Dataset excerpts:
####################
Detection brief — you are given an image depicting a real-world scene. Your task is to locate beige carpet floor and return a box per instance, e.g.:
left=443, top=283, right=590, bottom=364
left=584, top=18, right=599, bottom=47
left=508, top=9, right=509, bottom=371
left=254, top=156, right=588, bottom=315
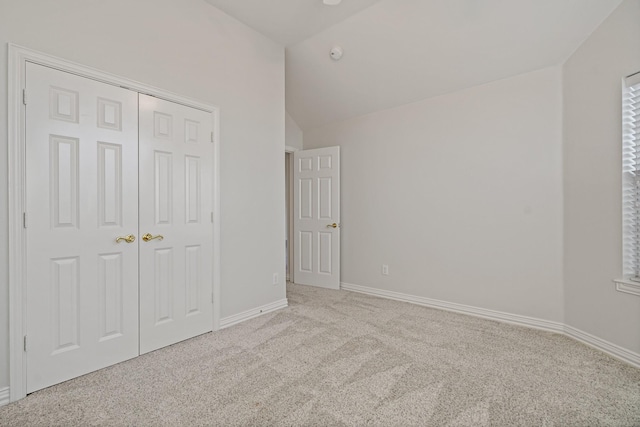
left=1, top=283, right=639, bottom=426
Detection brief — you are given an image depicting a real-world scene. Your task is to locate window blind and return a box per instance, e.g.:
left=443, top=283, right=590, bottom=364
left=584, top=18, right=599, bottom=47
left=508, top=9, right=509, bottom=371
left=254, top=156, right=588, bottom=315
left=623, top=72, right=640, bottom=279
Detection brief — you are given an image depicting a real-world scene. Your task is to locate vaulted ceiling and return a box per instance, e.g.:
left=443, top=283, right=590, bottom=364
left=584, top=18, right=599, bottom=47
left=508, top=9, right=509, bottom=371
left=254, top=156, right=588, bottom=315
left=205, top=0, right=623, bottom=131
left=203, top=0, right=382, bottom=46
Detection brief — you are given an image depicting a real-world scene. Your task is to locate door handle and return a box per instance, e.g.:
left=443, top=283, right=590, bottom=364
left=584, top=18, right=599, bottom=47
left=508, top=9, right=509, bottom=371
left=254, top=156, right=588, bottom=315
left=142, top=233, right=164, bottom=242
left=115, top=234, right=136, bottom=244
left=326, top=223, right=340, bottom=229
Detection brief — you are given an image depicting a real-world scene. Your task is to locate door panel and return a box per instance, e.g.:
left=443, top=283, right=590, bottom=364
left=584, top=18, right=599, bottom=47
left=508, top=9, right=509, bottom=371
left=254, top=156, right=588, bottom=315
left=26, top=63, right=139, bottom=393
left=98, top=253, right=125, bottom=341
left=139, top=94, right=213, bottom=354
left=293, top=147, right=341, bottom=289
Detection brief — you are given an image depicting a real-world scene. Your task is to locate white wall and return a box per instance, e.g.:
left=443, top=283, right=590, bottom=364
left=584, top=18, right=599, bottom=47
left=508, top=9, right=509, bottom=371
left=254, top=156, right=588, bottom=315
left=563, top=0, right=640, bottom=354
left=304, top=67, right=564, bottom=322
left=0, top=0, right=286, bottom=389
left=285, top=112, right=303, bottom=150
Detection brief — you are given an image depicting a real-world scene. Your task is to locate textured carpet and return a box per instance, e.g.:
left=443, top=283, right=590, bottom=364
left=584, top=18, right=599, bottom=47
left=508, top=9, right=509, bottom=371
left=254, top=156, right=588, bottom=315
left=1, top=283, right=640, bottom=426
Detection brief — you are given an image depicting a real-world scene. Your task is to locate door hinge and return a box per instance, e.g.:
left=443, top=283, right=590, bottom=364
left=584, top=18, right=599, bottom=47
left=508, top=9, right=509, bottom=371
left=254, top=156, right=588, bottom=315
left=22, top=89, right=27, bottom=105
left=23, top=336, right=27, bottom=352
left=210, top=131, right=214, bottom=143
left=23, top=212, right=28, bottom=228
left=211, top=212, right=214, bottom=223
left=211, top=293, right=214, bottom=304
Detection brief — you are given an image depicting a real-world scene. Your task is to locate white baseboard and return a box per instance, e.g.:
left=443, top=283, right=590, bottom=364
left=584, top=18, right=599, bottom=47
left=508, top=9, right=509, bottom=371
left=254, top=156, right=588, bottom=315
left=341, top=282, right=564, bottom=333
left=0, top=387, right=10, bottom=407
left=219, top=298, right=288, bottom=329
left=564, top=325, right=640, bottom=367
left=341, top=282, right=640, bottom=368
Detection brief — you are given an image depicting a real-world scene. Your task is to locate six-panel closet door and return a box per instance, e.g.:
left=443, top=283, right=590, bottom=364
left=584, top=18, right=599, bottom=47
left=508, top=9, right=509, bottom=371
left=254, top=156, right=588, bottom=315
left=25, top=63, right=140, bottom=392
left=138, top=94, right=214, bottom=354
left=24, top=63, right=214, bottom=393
####################
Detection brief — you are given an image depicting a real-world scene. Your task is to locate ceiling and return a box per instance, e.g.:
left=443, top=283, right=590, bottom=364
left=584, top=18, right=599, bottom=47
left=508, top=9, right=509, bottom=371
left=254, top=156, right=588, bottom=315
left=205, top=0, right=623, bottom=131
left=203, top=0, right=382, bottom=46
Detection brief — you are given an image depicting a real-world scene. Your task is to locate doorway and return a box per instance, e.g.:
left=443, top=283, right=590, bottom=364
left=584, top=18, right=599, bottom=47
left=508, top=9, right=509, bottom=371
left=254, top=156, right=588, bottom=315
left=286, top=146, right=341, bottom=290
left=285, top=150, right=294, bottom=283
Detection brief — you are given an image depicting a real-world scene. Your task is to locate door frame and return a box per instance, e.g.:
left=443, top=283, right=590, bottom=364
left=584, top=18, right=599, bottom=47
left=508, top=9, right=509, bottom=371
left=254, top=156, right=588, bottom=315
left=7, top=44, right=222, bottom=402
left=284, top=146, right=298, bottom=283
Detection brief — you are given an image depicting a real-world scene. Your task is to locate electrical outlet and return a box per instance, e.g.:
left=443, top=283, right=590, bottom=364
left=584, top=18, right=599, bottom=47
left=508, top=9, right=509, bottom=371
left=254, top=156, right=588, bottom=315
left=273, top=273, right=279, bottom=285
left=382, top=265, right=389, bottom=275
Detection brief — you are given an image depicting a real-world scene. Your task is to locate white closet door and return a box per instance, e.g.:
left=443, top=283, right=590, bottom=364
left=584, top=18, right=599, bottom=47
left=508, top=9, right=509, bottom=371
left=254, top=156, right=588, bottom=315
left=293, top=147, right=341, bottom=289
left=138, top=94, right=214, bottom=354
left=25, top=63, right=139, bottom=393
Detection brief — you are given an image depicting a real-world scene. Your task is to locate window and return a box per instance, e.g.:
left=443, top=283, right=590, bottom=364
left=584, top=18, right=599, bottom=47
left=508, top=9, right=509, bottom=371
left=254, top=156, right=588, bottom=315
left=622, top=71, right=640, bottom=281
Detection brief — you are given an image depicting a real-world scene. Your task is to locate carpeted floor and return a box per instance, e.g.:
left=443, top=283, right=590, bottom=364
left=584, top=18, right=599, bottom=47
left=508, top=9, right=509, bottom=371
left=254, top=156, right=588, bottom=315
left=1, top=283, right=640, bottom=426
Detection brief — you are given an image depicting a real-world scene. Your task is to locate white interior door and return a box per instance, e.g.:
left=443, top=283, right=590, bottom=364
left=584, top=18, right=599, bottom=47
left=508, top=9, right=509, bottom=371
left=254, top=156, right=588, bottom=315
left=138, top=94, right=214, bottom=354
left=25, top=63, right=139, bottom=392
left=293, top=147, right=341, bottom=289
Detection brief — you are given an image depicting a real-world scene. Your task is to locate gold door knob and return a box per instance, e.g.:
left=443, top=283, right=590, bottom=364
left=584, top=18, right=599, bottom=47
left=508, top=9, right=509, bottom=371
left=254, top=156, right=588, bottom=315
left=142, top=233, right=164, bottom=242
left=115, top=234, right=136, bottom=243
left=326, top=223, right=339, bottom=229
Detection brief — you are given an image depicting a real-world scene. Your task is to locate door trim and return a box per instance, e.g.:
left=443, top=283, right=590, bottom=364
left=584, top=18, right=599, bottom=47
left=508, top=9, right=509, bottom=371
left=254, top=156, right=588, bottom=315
####################
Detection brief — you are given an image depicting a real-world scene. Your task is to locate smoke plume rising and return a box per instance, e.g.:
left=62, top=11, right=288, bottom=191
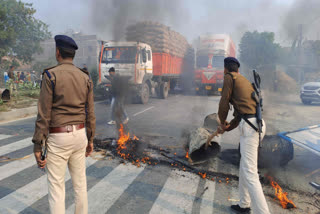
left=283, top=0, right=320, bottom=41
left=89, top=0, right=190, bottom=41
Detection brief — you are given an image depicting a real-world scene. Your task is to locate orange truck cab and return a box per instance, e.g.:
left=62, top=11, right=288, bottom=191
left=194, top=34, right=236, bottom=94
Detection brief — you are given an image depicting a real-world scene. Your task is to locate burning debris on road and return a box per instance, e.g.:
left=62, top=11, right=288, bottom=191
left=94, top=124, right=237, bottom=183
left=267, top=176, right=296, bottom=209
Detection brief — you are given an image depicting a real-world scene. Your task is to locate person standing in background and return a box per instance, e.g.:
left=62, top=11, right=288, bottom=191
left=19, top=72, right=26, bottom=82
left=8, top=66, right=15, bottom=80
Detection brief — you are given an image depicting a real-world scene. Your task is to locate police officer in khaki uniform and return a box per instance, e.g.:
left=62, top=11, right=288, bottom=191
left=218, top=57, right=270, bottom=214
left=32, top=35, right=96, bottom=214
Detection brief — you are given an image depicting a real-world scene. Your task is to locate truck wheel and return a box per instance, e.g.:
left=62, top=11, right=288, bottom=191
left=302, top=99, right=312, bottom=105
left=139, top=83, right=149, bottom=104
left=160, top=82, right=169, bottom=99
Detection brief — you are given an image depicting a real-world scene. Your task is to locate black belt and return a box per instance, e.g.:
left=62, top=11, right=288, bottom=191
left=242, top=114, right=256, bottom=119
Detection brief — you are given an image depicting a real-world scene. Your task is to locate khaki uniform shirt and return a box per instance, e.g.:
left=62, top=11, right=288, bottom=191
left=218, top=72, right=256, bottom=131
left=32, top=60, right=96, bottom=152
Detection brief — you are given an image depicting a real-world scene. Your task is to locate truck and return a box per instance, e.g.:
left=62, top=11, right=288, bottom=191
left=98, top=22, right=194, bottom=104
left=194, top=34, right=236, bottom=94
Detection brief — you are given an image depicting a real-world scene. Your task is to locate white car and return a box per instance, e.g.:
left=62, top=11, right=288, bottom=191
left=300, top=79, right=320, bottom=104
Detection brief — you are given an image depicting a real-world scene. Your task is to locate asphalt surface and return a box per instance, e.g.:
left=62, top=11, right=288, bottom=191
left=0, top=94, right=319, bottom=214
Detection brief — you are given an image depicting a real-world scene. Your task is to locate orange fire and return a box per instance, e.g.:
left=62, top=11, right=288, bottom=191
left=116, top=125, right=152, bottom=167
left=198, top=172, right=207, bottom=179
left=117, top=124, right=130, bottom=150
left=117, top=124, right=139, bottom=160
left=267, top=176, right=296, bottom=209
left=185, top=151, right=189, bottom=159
####################
ACTIVITY: Among the entries above, how many lines have the string "closet" in them? Only the number should be given.

SOLVED EXERCISE: 2